• _WHAT NEEDS TO BE DONE_: Every line of the material is to be quoted verbatim, minus the pictures.

• _DATA FOR REVIEW_:
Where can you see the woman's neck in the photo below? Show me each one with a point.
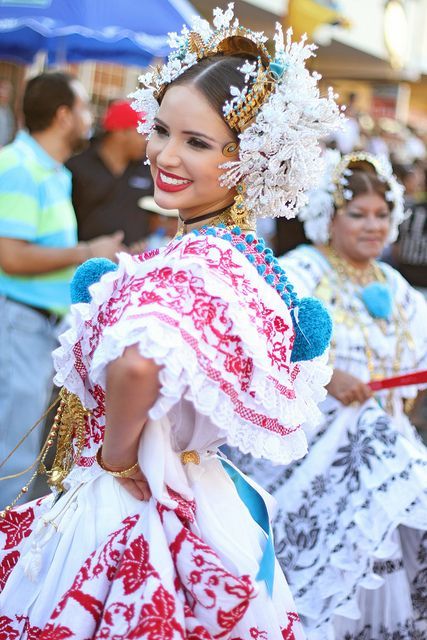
(228, 215)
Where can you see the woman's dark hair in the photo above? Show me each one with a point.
(364, 179)
(43, 96)
(214, 76)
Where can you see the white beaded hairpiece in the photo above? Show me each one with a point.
(333, 192)
(279, 115)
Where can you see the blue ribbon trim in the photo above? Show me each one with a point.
(258, 510)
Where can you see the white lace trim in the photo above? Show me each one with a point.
(183, 374)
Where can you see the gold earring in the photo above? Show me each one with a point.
(230, 148)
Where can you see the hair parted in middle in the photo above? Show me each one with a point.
(272, 103)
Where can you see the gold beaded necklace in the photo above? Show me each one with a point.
(349, 278)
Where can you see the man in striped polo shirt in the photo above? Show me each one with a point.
(38, 254)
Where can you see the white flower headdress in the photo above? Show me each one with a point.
(333, 192)
(279, 115)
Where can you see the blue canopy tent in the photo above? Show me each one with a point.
(120, 31)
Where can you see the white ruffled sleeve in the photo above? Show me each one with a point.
(222, 335)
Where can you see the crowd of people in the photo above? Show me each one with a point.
(235, 451)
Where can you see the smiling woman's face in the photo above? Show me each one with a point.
(185, 151)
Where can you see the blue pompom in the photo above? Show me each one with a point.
(313, 329)
(86, 274)
(378, 300)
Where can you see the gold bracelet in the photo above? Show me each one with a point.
(124, 473)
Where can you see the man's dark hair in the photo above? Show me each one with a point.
(43, 96)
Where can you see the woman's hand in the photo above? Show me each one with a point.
(347, 389)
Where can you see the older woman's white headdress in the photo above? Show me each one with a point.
(333, 193)
(279, 115)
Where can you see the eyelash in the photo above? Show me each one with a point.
(193, 142)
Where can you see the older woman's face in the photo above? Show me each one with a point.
(185, 151)
(359, 231)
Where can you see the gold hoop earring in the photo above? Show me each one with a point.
(230, 149)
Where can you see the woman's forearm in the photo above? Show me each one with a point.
(132, 389)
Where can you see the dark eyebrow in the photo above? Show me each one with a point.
(191, 133)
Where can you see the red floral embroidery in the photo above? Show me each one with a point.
(157, 621)
(116, 616)
(8, 562)
(16, 525)
(56, 632)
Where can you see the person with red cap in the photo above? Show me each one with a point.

• _SOLVED PROBLEM_:
Where can you see the woman's neck in the photo below? Show me each one with a point.
(228, 215)
Where can you see the woman's dark hair in the photo above? Show me each one with a point.
(364, 179)
(43, 96)
(214, 76)
Where can you see the white beaded hairpiece in the photo above? Show me each one with a point.
(333, 192)
(279, 115)
Where can you see the blue ribbon trim in the photo above? Show me each one with a point.
(258, 510)
Where can you see the white lace trim in the photo above? Show me each one with a point.
(183, 374)
Where can you see the gold earring in the photo above? Show me each one with a point.
(230, 148)
Where can you see the hair parted in middle in the photo above? Show me each one with a point.
(272, 103)
Where can you see the gold beaded necklace in the photo above? Show me each one with a point.
(349, 278)
Where can you see the man in striped polo shirt in the photo above? Show me each one with a point.
(38, 254)
Where can you see the white flower headdress in the photo above? Show me each one with a point.
(333, 192)
(279, 115)
Where can you see the blue canopy tent in the photo above? Show me each one with a point.
(120, 31)
Where can you see the white ruffled sleeve in the photo above? Show me each one with a point.
(222, 335)
Where can you see the crowd of people in the photo above? Show me each one with a point.
(235, 451)
Where can you see the smiling woman's face in the photo above? Show me each one with a point.
(185, 151)
Where can you see the blue pompom in the photo above? Show me each one with a point.
(313, 329)
(86, 274)
(378, 300)
Where can you see the gold bracelet in the photo above? Show me each one with a point.
(124, 473)
Where can you see the man's dark hair in the photo above? Show me each one with a point.
(43, 96)
Where can you see the woman's hand in the photo above? Show me each one with a point.
(347, 389)
Where can you see the older woman's white headdress in the photo above? Show me each one with a point.
(333, 193)
(279, 115)
Where can you see the eyelash in the photo above? Show me each one with a point.
(193, 142)
Where can you see the older woman's face in the photo above? Show me each one with a point.
(185, 151)
(359, 231)
Where can you see the gold hoop earring in the photo above? Show me each one with a point.
(230, 149)
Where can you see the woman's forearm in the photo above? Show me each one with a point.
(132, 389)
Where can you see the dark eyebrow in the photo above? Show me each one with a point.
(191, 133)
Where can you see the red floral embroidery in the photo above? Show me each one with a point.
(157, 621)
(116, 616)
(8, 562)
(16, 525)
(56, 632)
Where can you see the person with red cap in the photo above? Show me each one with a point.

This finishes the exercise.